GREEN LANTERN: FIRST FLIGHT
Cast (v): Christopher Meloni, Victor Garber
Writer: Alan Burnett, Michael Allen, Christopher Meloni, Victor Garber
Director: Lauren Montgomery
Release: 28 July 2009
DC Comics, 75 mins., Rated PG-13
I didn't know a single thing about the Green Lantern character, or its vast mythology when I popped in First Flight. Turns out the Green Lantern property is actually pretty darn cool. Cool enough that I am now really looking forward to a big-screen adaptation of this character, although I'm not entirely 100% on the Ryan Reynolds casting choice. Anywhoozles, First Flight works great as both a film for first timers and for those who know this franchise inside and out. For the newbies, we get all the necessary backstory that's relevant, as well as some quick notes about the race of Lanterns and their role in the galaxy (note: coolness!).
Hal Jordan witnesses a crash in the far distance, and rushes to their aid, only to find a dying green man who spouts off something about destiny. The great warrior Sinestro and other Lanterns hold Jordan under supervision while they investigate their fallen comrade's death, but find that perhaps Jordan is meant for a greater destiny, as the deceased's green ring of power (which harnesses the 'green element') chooses himself as the successor. Hal finds himself in the middle of a war, with a key member of the Guardians of the Universe betraying the others and in search of the 'yellow element', the only weakness to the Guardians. Basically, Armaggedon all over again.

◆ PROVIDED DATA:

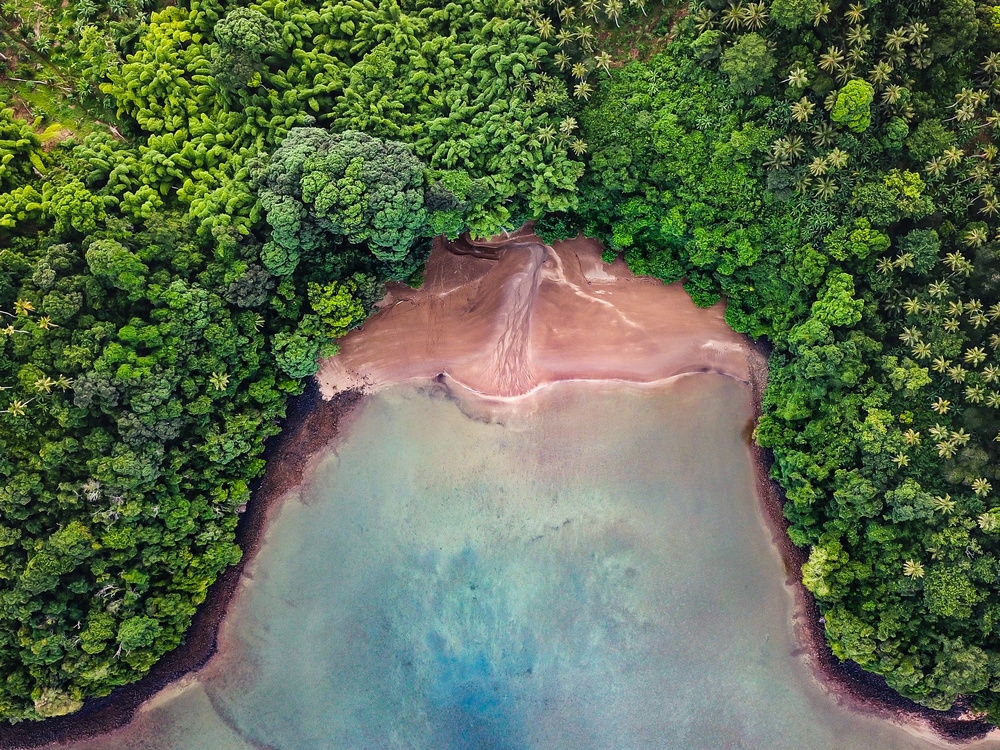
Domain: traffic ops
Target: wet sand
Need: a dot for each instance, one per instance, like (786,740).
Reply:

◆ TO DO:
• A. In the Green Lantern review, swap "Sinestro" for "Kilowog" and reproduce the part that opens with the words containing "Hal Jordan witnesses" and closes with "all over again.".
• B. For each statement, answer yes or no according to the Green Lantern review, and quote the words that decide it: (i) First Flight was released on 28 July 2009. (ii) The reviewer already knew the Green Lantern mythology well before watching. (iii) The film runs 90 minutes.
The material has no connection to the Green Lantern review.

◆ ANSWERS BY TASK:
• A.
Hal Jordan witnesses a crash in the far distance, and rushes to their aid, only to find a dying green man who spouts off something about destiny. The great warrior Kilowog and other Lanterns hold Jordan under supervision while they investigate their fallen comrade's death, but find that perhaps Jordan is meant for a greater destiny, as the deceased's green ring of power (which harnesses the 'green element') chooses himself as the successor. Hal finds himself in the middle of a war, with a key member of the Guardians of the Universe betraying the others and in search of the 'yellow element', the only weakness to the Guardians. Basically, Armaggedon all over again.

• B.
(i) Yes: "Release: 28 July 2009"
(ii) No: "I didn't know a single thing about the Green Lantern character, or its vast mythology when I popped in First Flight."
(iii) No: "75 mins."